Write the next part of the passage on Estonian resistance after the Baltic Appeal, starting right after its final sentence.

*PASSAGE FOR REVIEW*:
# # # # #

As a result of the Baltic Appeal, the European Parliament, on the initiative of Otto von Habsburg, on 13 January 1983 adopted a resolution on the Situation in Estonia, Latvia, and Lithuania, in which the Parliament supported the demands presented in the appeal. The Baltic Appeal was followed by other collective memoranda to the administration of the USSR but also to interna­tional organizations. Several of them were drafted in concert with Latvians and Lithuanians, but there were memoranda which were signed only by Estonians. Moreover, in autumn 1978, the Estonian resistance movement began to publish a chronicle the Lisandusi mõtete ja uudiste vabale levikule Eestis (the Additions to Free Circulation of Ideas and News in Estonia), in which were gathered the documents drawn up by resistance movements, facts about human rights violations and the other materials.
By 1983, due to arrests and extrajudicial repressions, the Estonian public resistance was forced to withdraw.
The following is an attempt to give an overview of those events. However, the composer of the review encountered several problems. For example, there are no any documents remained about the attempt to create the Estonian Helsinki group, and it is very likely that such documents were never drawn up at all. There are no materials about that event available in the case files of the political trials of the 1980s either. As the KGB was able to hinder the Balts from forming of both organizations mentioned above, it is very probable that the materials thereof should be found in the operational intelligence files of the KGB. But these are not available for an Estonian investigator. Therefore the composer of the overview was to be sup­ported mostly by the recollections of the participants of these events and by the indirect data. Unfortunately, the main characters of these events, Udam, and Ratas are no longer among living persons as well. Some other individuals concerned have their memories faded, due to their high age and ill­ness.

# # # # #

Source records
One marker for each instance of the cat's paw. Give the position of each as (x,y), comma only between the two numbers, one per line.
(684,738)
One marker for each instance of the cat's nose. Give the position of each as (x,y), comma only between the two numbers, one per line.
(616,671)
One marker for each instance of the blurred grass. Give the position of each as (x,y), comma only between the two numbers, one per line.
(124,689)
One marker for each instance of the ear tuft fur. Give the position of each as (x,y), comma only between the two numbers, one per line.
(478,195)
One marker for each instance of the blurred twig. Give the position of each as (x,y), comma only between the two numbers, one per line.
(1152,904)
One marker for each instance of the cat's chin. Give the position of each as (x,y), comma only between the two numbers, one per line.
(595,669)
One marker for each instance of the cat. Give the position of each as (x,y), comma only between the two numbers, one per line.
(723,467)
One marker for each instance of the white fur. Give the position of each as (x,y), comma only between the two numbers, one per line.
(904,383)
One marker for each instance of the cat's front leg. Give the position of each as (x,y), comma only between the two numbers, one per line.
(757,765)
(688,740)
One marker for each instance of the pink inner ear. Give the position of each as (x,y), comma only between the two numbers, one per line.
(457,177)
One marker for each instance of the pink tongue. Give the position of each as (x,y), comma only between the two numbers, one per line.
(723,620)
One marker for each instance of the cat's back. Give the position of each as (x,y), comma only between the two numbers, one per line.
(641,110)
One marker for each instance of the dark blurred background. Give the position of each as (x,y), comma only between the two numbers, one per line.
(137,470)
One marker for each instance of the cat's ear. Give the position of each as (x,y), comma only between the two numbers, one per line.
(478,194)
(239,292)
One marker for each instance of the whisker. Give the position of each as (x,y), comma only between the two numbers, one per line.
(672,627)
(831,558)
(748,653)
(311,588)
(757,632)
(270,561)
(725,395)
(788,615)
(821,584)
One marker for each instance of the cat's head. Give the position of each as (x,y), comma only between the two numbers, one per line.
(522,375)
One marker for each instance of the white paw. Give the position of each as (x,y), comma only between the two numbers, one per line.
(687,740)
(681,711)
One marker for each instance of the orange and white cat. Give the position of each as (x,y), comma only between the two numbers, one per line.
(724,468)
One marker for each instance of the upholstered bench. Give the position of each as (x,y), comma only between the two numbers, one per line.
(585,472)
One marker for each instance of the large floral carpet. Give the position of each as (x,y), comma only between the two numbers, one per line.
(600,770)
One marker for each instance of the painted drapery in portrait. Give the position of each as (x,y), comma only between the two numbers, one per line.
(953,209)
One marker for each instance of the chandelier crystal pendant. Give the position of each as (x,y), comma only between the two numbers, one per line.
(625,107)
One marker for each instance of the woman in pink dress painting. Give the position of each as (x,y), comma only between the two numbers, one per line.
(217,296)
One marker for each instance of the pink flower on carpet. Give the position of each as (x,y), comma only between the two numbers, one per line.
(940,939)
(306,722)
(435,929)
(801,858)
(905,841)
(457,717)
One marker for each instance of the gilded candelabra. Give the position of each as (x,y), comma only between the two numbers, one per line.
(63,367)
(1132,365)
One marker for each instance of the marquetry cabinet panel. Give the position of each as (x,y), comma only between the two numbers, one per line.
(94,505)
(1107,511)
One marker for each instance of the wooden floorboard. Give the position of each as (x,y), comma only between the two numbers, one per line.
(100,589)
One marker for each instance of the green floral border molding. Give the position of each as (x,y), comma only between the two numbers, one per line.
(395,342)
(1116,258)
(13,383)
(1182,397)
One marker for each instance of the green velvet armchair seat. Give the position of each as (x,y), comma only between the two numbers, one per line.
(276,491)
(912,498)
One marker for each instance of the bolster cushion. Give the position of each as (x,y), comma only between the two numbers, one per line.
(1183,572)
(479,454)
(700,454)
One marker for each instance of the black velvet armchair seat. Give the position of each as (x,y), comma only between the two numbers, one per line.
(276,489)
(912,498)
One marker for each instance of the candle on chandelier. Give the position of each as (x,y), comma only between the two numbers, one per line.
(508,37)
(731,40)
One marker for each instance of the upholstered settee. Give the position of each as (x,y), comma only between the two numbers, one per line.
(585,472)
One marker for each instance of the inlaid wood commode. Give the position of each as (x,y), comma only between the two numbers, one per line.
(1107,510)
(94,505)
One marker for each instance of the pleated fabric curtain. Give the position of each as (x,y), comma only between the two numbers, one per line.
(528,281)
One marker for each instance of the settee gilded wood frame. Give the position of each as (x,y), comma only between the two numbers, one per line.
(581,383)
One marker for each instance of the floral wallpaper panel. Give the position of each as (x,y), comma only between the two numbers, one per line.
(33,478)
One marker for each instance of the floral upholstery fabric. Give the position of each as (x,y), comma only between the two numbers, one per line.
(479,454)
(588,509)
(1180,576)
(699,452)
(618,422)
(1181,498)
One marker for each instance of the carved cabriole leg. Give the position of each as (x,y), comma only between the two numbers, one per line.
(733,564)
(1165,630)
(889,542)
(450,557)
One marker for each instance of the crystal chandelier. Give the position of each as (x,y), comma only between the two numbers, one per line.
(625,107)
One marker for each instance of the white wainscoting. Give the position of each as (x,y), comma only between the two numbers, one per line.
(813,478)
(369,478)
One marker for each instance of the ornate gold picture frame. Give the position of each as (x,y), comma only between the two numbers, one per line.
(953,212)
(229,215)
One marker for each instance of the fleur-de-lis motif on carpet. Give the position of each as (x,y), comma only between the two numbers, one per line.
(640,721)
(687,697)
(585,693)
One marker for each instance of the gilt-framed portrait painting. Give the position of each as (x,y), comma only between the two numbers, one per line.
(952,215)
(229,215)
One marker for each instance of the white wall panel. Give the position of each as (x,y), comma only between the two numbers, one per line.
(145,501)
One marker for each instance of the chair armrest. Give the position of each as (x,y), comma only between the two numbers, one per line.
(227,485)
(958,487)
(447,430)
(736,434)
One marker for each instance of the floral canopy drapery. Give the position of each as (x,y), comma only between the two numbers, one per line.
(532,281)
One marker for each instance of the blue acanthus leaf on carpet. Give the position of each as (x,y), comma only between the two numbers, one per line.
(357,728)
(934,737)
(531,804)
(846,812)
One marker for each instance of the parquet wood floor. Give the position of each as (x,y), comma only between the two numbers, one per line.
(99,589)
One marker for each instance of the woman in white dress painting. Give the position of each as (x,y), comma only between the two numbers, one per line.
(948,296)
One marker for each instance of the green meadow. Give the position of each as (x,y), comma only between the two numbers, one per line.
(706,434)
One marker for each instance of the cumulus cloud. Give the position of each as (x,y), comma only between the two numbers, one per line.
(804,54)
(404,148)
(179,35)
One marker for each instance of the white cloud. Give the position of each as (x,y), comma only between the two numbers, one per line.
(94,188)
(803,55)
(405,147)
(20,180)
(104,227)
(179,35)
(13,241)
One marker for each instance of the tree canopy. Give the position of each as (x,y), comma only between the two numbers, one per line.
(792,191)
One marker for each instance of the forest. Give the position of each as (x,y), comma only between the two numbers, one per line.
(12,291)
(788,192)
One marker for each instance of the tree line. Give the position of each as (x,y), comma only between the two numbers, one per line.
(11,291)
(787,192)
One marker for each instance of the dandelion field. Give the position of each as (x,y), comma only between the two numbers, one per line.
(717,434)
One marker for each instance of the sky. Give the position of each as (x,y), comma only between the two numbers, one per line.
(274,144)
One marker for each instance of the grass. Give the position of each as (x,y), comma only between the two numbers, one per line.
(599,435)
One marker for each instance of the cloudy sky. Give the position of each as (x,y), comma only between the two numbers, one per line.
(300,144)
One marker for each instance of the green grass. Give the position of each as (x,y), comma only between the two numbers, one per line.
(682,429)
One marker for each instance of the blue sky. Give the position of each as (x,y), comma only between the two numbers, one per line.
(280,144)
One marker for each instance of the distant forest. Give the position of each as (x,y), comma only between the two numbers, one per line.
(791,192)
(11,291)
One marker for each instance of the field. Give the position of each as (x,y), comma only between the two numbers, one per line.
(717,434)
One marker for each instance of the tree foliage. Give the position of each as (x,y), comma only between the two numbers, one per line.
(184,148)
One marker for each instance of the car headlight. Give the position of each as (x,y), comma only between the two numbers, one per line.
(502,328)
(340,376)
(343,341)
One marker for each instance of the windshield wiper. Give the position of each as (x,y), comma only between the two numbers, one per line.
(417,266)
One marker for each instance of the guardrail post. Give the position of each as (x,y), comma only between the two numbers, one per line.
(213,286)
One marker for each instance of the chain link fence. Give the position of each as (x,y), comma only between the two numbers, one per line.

# # # # #

*ANSWER TO THE EXERCISE*:
As regards, the things concerning the Supreme Committee of the National Movement of Estonia-Lat­via-Lithuania are little better. Even though the leader of that organization Viktoras Petkus is dead, there is a special archive within the Petkus’s archive in Lithuania which includes all the documents of the Supreme Commit­tee. It is also possible to learn something by using the protocols of the interrogations which were conducted in the criminal case against Petkus and using materials of his trial. But before proceeding to the events mentioned above, it would be necessary to give a bird`s eye view of the national re­sistance movements in the three occupied Baltic states at the beginning of the 1970s.